BEGIN

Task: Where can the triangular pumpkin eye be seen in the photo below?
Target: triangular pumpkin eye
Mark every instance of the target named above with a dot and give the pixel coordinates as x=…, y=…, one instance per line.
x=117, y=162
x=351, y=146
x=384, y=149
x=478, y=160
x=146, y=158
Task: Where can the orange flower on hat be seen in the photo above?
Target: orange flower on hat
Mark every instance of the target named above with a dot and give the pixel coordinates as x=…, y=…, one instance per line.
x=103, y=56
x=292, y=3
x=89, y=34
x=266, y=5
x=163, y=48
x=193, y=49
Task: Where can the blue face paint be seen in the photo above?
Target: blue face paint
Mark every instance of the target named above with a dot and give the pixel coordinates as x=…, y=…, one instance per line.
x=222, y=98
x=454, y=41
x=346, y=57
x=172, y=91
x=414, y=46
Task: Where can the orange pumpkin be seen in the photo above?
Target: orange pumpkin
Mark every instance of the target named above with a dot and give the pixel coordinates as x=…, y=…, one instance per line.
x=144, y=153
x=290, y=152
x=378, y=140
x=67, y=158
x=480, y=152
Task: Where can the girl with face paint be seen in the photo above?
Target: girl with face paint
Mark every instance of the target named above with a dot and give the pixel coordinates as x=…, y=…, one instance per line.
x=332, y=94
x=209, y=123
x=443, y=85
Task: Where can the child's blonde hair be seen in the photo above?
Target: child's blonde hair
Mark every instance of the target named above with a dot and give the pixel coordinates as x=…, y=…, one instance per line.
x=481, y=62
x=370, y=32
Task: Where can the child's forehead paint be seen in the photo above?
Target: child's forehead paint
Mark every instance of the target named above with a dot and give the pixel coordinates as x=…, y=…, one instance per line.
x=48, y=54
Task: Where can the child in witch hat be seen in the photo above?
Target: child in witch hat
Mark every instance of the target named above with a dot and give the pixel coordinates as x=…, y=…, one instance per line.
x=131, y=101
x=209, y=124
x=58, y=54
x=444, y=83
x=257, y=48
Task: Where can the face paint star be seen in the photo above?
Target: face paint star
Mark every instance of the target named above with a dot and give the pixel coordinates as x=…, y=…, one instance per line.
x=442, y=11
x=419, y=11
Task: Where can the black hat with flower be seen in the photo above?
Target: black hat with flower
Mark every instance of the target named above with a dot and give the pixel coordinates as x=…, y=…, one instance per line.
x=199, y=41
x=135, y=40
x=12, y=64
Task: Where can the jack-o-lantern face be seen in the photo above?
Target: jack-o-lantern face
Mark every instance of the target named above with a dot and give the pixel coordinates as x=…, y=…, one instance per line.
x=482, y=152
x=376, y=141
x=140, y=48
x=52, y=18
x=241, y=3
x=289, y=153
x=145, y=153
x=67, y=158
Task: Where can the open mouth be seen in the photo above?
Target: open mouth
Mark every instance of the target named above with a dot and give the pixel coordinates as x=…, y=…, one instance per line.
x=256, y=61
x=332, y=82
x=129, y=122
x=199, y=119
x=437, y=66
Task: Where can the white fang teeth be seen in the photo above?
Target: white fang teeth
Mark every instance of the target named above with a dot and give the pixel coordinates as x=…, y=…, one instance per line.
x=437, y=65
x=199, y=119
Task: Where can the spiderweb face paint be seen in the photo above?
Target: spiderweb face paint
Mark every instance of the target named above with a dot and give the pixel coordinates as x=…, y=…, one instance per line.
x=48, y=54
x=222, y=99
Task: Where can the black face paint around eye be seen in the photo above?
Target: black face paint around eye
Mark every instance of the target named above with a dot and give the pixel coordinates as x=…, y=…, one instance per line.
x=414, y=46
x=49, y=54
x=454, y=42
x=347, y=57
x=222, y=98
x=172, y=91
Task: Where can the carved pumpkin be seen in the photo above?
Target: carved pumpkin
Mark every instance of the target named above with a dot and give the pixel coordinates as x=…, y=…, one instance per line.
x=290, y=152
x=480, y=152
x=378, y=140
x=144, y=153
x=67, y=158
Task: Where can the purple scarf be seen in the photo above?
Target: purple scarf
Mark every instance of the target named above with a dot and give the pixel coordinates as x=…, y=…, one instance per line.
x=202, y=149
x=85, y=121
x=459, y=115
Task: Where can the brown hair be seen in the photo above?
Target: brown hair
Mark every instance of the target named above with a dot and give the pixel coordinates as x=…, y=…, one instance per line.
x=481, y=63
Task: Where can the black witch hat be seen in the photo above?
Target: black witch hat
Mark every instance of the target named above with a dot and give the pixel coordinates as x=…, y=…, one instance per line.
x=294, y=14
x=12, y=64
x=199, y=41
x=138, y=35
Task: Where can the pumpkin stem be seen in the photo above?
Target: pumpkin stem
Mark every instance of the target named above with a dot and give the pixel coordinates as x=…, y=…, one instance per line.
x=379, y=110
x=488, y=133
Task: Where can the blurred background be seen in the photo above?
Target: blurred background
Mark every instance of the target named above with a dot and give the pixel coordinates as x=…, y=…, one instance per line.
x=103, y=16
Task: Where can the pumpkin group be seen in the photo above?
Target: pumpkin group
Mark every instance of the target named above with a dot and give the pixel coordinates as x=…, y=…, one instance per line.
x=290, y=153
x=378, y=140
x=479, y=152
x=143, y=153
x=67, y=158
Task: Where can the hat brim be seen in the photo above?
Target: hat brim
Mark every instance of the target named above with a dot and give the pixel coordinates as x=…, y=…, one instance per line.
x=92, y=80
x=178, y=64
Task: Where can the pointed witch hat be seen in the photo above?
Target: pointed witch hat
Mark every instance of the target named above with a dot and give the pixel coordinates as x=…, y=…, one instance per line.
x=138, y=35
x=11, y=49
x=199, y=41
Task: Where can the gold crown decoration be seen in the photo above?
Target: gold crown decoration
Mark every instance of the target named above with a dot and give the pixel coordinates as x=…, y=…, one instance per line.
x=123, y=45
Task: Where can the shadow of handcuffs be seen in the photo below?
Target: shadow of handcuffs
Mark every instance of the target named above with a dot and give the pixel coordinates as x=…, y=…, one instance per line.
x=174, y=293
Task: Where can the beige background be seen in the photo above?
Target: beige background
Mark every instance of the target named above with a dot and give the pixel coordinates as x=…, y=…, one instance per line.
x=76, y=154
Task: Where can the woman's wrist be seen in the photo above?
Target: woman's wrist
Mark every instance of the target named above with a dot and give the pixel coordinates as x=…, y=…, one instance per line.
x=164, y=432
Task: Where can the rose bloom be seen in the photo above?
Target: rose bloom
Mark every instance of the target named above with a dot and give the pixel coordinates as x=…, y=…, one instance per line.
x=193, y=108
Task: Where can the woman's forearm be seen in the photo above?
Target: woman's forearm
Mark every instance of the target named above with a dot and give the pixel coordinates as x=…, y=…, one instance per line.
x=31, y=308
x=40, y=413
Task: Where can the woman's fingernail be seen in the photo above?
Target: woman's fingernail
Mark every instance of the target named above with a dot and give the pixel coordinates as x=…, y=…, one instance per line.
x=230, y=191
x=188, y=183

END

**Exercise directions:**
Transcribe the entries above word for word, from the first line through the line containing "Target: orange flower on hat", and nothing else.

**Problem solution:**
Task: Where can the triangular pumpkin eye be seen in the photo below?
Target: triangular pumpkin eye
Mark every instance of the target named above with a dot and give the pixel coordinates as x=…, y=…, one instance per line.
x=117, y=162
x=351, y=146
x=384, y=149
x=478, y=160
x=146, y=158
Task: Where can the orange flower on hat be seen in the photo above?
Target: orange flower on hat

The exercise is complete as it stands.